What to produce: Print every one of the entries below word for word, omitting the pictures.
>> start Task input
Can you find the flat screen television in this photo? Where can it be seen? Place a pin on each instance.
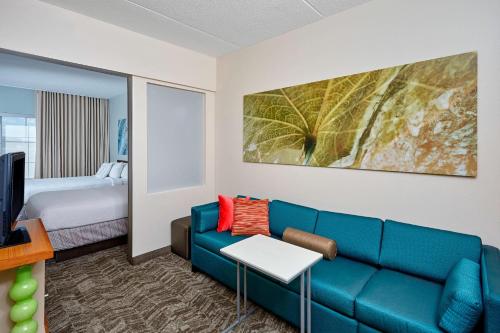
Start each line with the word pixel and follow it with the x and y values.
pixel 11 199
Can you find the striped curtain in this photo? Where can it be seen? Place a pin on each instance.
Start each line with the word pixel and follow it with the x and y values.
pixel 72 135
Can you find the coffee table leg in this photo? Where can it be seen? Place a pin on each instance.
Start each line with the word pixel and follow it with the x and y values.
pixel 238 290
pixel 245 289
pixel 246 313
pixel 309 300
pixel 302 302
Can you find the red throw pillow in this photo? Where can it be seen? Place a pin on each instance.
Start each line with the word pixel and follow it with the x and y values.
pixel 251 217
pixel 226 212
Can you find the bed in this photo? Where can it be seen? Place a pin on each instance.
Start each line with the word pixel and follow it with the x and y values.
pixel 34 186
pixel 83 217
>> end Task input
Solution below:
Can you find the flat screen television in this photo? Where can it be seen? Place a pin on each instance.
Start each line with the word pixel and follow it with the x and y values.
pixel 11 199
Can you find the striped curtain in this photo? Where can it be seen? Place a pin on each instance.
Start each line with the word pixel and follow it with the x and y values.
pixel 72 135
Can you find the coffee table leg in this photo? Where can it be seen? Place a pin on each instance.
Start each line with the word pixel and follow it with the x and y values.
pixel 238 290
pixel 245 289
pixel 246 313
pixel 309 300
pixel 302 302
Can you find the red throw pillow in this photo? Where can it be seen? Place a pin on each instance.
Start each line with the word pixel and follow it with the x and y values.
pixel 251 217
pixel 226 212
Can you find the bed in this photo? Where can it be seen? Place a pin on each instance.
Start each line with the word pixel and follow it with the x and y values.
pixel 34 186
pixel 83 217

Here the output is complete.